DATASET ROWS:
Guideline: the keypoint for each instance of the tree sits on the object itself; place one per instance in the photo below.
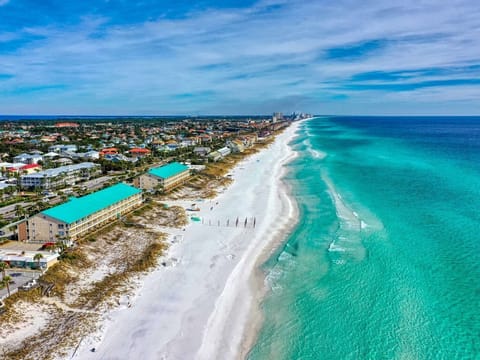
(6, 282)
(37, 258)
(3, 266)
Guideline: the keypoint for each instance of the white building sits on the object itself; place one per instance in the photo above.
(28, 159)
(61, 176)
(63, 148)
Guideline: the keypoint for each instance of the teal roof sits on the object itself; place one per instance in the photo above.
(168, 170)
(78, 208)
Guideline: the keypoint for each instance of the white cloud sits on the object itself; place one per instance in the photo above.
(257, 57)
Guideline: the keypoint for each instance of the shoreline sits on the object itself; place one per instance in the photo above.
(191, 309)
(257, 281)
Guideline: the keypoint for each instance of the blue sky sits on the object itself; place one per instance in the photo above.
(239, 57)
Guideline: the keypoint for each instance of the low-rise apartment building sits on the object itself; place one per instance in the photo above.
(80, 216)
(165, 177)
(61, 176)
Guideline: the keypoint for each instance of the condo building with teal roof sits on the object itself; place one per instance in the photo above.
(80, 216)
(164, 177)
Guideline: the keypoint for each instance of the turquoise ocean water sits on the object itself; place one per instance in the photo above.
(385, 260)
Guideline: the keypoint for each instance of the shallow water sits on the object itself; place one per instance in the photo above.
(385, 260)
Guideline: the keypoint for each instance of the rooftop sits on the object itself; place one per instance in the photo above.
(78, 208)
(168, 170)
(62, 169)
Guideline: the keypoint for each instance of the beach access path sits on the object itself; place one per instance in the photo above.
(199, 306)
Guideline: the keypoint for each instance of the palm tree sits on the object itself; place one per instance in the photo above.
(5, 282)
(37, 258)
(3, 266)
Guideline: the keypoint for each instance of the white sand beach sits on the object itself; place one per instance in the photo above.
(199, 305)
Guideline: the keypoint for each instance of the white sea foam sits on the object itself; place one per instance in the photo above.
(336, 248)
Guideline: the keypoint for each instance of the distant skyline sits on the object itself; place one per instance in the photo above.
(120, 57)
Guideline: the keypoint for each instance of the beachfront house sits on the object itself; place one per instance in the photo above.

CHALLENGE:
Rewrite all of the records above as a Markdown table with the columns Row and Line, giving each line its own numbered row and skipping blank lines. Leave the pictures out of the table.

SOLUTION TO THIS EXERCISE:
| Row | Line |
|---|---|
| 1 | Guideline: the keypoint for each instance of the tree sits on the object itself; place one per instance in the photo below. |
| 2 | (6, 282) |
| 3 | (37, 258) |
| 4 | (3, 266) |
| 5 | Guideline: the keypoint for each instance of the white building sits on the object itself; place one per instance in the photo above. |
| 6 | (28, 159) |
| 7 | (61, 176) |
| 8 | (63, 148) |
| 9 | Guideline: the keypoint for each instance of the teal roof sits on the object itself; place one per instance in the photo above. |
| 10 | (168, 170) |
| 11 | (78, 208) |
| 12 | Guideline: the keypoint for each instance of the white cloud sits on the object itself; place one per instance in the photo above. |
| 13 | (257, 57) |
| 14 | Guideline: the keypoint for each instance of the shoreline sits on the object itself; place one per instance in the photo above. |
| 15 | (191, 309) |
| 16 | (257, 281) |
| 17 | Guideline: the keypoint for each instance of the blue sky sits on the object itself; place one per instance in the photo above. |
| 18 | (239, 57) |
| 19 | Guideline: the keypoint for each instance of the low-rise apartment building sits on the object itself; place one per instance in the photo above. |
| 20 | (80, 216) |
| 21 | (165, 177) |
| 22 | (61, 176) |
| 23 | Guideline: the keypoint for each instance of the condo building with teal roof sits on the object itself; place one per instance in the photo above. |
| 24 | (80, 216) |
| 25 | (164, 177) |
| 26 | Guideline: the keypoint for each instance of the turquoise ocean water sits on the object itself; place one per instance in the photo above. |
| 27 | (385, 260) |
| 28 | Guideline: the keypoint for each instance of the shallow water sits on the object itself; place one per instance in the photo above. |
| 29 | (385, 260) |
| 30 | Guideline: the keypoint for each instance of the rooftop sits on the object itself; place one per instance in the photo above. |
| 31 | (78, 208) |
| 32 | (168, 170) |
| 33 | (62, 169) |
| 34 | Guideline: the keypoint for each instance of the beach access path sits on the object itself; place one per instance in the photo above. |
| 35 | (199, 306) |
| 36 | Guideline: the keypoint for each instance of the palm tree sits on the object itself; place one per instance in the photo above. |
| 37 | (5, 282) |
| 38 | (37, 258) |
| 39 | (3, 266) |
| 40 | Guideline: the keypoint for each instance of the white sand beach sits on the object itself; place one per instance in the photo above. |
| 41 | (199, 305) |
| 42 | Guideline: the keypoint for each instance of the white sea foam sits on the object itself; place one per instance in the photo above. |
| 43 | (336, 248) |
| 44 | Guideline: the keypoint for each instance of the distant skyline sits on the object itself; place one per instance in the photo above. |
| 45 | (120, 57) |
| 46 | Guideline: the keypoint for each instance of the beachfront house sits on the object itself; place one per instance in the photo above. |